• **Testo del documento**
Demolizione e ricostruzione dell’edificio con aliquota IVA da valutare (10 o 4 o inversione contabile, no se contratto unico)

Da alcuni anni è stato ampliato lo spettro di casi in cui la demolizione e ricostruzione di un edificio esistente può essere considerato intervento di “ristrutturazione edilizia”, anziché “nuova costruzione”.
Per effetto dell’art. 10 del DL 76/2020, è stata infatti modificata la nozione di “ristrutturazione edilizia” prevista dalla lett. d) dell’art. 3 del c.d. Testo Unico dell’edilizia (DPR 380/2001).

Questo comporta, tuttora, alcuni dubbi in merito alla corretta aliquota IVA applicabile e, in alcuni casi, all’assolvimento dell’imposta con il meccanismo del reverse charge o meno. 

Per determinare il trattamento IVA applicabile a opere di demolizione e ricostruzione (o di costruzione ex novo), è, prima di tutto, essenziale comprendere quale sia la collocazione dell’intervento dal punto di vista urbanistico.

• **Informazioni fornite**
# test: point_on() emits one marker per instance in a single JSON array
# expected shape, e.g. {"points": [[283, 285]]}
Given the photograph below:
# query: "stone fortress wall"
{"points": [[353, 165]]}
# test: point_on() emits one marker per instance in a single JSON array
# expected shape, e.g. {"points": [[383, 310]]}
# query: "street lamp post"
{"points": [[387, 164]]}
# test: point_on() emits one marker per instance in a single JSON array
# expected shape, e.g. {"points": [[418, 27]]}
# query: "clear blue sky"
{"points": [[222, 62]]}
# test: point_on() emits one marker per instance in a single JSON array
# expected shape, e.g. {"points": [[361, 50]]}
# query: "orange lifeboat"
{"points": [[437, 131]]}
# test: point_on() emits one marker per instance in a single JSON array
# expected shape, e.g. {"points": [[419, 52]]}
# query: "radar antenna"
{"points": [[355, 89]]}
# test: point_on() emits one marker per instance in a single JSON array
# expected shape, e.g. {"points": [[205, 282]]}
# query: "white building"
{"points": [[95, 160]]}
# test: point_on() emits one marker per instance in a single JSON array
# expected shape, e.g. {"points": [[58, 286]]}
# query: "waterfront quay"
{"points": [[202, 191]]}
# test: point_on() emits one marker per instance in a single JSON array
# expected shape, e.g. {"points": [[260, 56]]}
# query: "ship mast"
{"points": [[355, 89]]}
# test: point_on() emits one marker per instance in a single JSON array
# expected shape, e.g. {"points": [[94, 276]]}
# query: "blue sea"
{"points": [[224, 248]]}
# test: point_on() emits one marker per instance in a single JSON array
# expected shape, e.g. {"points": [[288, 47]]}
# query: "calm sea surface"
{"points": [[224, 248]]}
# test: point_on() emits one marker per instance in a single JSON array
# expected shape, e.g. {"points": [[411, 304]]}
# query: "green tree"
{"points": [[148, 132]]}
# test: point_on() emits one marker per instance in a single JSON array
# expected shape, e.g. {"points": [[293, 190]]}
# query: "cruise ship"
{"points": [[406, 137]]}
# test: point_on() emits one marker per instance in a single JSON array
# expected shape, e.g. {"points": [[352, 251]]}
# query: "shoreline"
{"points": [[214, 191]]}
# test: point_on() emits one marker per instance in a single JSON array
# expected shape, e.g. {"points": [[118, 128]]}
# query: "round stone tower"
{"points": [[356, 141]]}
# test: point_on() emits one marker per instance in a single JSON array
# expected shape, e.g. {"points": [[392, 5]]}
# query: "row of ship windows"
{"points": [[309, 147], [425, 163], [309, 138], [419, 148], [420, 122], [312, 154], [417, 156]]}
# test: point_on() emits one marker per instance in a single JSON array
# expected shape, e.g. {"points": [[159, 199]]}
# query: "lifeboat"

• **Descrizione del problema**
Estrai integralmente il testo sull'IVA per la demolizione e ricostruzione di edifici, riproducendolo parola per parola senza alcuna modifica. Per questo lavoro i record non servono.

• **Risultato**
Demolizione e ricostruzione dell’edificio con aliquota IVA da valutare (10 o 4 o inversione contabile, no se contratto unico)

Da alcuni anni è stato ampliato lo spettro di casi in cui la demolizione e ricostruzione di un edificio esistente può essere considerato intervento di “ristrutturazione edilizia”, anziché “nuova costruzione”.
Per effetto dell’art. 10 del DL 76/2020, è stata infatti modificata la nozione di “ristrutturazione edilizia” prevista dalla lett. d) dell’art. 3 del c.d. Testo Unico dell’edilizia (DPR 380/2001).

Questo comporta, tuttora, alcuni dubbi in merito alla corretta aliquota IVA applicabile e, in alcuni casi, all’assolvimento dell’imposta con il meccanismo del reverse charge o meno. 

Per determinare il trattamento IVA applicabile a opere di demolizione e ricostruzione (o di costruzione ex novo), è, prima di tutto, essenziale comprendere quale sia la collocazione dell’intervento dal punto di vista urbanistico.